Rewrite these lines as a JSON list of strings, with one string per line and blank lines omitted.
* START DATASET EXTRACT *
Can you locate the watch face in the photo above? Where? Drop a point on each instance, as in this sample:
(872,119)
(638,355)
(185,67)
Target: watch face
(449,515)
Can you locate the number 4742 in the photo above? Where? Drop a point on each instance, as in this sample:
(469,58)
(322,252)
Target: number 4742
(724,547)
* END DATASET EXTRACT *
RESPONSE TO THIS TASK:
[
  "Can you locate the watch face in the photo above? Where? Drop a point on each instance, as in this sample:",
  "(872,119)",
  "(638,355)",
  "(185,67)",
  "Target: watch face",
  "(449,515)",
  "Can you locate the number 4742 in the photo above? Where? Drop a point on each instance, as in this sample:",
  "(469,58)",
  "(322,252)",
  "Target: number 4742",
  "(724,547)"
]